→ **What the task asks**:
Find every row below that contains the word "grass", and copy each of those rows in full.

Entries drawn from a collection

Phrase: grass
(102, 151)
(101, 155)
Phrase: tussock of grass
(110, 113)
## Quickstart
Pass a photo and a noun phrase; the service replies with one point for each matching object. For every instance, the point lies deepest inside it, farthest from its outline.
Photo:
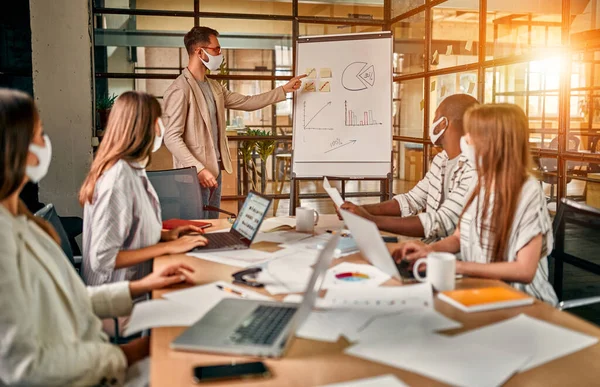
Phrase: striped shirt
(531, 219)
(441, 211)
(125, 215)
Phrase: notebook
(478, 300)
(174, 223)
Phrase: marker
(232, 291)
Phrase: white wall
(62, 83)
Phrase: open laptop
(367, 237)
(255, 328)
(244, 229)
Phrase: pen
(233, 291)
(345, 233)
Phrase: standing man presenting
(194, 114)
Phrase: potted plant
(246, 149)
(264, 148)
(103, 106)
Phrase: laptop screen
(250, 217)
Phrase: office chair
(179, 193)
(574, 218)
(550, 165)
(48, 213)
* * *
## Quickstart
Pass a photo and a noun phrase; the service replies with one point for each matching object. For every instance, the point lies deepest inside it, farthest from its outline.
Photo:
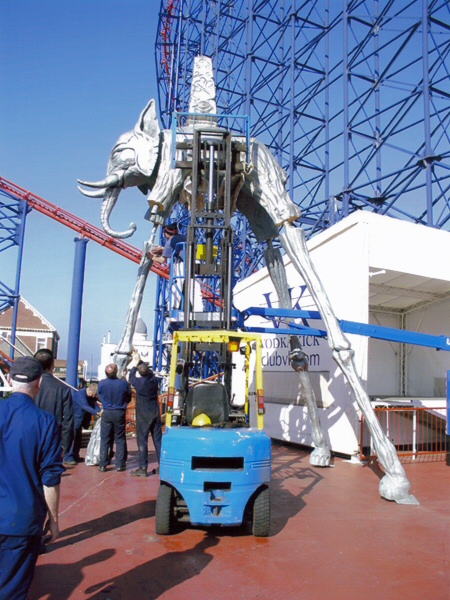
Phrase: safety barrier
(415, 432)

→ **Solution for this exercise**:
Phrase: grass
Phrase: tussock of grass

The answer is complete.